Start of AVAILABLE DATA
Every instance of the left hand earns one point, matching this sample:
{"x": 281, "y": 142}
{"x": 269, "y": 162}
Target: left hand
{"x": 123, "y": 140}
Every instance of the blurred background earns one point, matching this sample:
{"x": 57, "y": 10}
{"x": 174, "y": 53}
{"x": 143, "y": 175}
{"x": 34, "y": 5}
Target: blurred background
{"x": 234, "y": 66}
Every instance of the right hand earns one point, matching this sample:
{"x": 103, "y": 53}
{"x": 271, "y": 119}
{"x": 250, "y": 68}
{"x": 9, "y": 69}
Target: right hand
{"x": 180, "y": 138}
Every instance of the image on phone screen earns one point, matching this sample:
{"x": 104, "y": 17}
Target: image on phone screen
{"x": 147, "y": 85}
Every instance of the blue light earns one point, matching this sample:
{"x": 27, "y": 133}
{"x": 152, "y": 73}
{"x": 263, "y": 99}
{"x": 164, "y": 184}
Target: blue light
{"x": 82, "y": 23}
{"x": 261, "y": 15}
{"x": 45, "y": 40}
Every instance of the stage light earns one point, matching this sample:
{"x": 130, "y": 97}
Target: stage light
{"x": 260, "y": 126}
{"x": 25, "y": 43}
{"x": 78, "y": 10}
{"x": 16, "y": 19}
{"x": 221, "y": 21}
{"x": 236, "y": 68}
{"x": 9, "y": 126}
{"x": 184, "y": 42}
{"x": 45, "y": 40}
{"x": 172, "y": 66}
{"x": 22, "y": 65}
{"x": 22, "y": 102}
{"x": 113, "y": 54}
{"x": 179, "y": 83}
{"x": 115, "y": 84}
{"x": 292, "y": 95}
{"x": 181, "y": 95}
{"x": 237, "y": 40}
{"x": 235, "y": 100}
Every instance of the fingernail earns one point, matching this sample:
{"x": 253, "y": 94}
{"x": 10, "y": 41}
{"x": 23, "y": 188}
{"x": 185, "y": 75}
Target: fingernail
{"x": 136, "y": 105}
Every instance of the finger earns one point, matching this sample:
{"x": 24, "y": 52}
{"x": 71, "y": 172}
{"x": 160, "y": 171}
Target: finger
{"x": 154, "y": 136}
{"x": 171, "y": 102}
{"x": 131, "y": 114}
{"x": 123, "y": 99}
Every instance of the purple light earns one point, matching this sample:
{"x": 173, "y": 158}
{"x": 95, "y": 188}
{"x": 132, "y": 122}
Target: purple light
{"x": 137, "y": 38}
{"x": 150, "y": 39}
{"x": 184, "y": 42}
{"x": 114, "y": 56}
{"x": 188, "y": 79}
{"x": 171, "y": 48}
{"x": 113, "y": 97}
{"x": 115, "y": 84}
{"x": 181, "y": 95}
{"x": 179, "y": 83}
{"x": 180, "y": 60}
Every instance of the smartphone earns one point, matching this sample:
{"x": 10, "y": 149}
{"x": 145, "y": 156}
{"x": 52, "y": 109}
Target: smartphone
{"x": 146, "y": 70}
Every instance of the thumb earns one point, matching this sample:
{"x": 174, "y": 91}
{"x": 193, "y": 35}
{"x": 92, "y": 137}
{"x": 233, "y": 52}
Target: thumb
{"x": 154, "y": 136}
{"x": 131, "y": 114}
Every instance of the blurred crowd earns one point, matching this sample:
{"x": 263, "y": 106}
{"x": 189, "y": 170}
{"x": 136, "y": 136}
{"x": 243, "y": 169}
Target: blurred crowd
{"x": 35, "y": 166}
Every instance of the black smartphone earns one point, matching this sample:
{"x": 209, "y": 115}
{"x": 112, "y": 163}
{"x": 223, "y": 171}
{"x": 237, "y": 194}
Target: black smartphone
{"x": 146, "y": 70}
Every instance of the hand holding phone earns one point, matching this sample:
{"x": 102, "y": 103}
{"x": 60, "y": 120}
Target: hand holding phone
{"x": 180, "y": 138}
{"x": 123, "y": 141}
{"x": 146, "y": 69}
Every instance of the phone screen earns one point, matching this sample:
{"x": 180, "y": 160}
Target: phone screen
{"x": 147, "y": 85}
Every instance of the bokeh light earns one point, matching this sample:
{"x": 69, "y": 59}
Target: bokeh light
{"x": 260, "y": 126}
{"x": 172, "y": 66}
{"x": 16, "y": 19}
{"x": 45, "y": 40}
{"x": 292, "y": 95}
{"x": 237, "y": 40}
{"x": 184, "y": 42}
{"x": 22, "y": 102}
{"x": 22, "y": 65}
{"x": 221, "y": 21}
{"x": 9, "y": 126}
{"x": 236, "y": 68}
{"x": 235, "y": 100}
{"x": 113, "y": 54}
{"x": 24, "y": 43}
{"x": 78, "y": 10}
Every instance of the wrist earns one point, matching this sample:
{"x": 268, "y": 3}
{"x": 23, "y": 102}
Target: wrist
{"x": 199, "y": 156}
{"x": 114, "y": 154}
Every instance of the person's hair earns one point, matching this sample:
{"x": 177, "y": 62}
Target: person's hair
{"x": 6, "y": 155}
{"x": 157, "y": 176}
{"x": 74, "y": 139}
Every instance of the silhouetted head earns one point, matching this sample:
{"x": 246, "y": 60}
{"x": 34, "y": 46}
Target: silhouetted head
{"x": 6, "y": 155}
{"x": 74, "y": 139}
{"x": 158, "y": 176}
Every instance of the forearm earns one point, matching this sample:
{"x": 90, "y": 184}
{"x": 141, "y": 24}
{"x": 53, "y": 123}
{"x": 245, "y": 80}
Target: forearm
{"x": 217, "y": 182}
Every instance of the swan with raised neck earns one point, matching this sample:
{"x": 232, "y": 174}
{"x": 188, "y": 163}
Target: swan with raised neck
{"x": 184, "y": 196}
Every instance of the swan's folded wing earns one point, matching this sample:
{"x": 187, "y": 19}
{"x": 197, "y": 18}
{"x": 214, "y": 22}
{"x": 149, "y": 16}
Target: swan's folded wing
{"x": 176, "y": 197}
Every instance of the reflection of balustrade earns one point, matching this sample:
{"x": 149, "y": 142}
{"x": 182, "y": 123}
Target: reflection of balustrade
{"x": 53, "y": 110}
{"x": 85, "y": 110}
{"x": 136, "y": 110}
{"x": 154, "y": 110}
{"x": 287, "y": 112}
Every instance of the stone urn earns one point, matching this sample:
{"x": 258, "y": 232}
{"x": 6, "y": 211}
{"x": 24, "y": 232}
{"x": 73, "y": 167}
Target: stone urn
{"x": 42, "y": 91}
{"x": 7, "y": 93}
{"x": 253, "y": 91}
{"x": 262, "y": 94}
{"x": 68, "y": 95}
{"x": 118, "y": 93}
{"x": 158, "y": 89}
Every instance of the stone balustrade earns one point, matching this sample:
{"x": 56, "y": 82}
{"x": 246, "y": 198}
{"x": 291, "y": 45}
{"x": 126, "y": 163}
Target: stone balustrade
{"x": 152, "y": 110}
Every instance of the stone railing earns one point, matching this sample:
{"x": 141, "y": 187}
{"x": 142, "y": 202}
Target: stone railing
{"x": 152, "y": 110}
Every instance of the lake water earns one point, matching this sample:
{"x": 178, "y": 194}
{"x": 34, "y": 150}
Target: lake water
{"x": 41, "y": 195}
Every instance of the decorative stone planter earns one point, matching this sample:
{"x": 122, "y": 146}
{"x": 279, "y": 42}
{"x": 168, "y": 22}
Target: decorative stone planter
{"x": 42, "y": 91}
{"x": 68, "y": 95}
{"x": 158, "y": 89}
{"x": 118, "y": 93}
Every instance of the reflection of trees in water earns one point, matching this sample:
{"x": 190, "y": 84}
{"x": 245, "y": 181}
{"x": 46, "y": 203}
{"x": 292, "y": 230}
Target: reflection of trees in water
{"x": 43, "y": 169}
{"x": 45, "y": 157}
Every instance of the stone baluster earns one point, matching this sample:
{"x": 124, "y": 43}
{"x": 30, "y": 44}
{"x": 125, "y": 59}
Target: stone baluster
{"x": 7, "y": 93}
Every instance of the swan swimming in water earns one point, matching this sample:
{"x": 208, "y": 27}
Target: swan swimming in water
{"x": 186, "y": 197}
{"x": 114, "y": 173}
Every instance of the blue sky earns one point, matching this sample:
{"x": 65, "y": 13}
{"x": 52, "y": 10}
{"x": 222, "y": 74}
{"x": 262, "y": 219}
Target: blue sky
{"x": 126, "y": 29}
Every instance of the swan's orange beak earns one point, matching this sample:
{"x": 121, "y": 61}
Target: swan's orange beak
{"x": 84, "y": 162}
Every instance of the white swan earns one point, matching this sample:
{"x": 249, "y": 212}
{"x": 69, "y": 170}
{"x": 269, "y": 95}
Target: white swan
End of AVAILABLE DATA
STATED PROBLEM: Edit the lines from the one containing "Every instance of the white" through the end of the material, inclusive, so that "white swan" becomes "mute swan" and nothing else changes.

CORRECT OUTPUT:
Every instance of the mute swan earns one point, matching this sample:
{"x": 249, "y": 212}
{"x": 69, "y": 170}
{"x": 269, "y": 95}
Target: mute swan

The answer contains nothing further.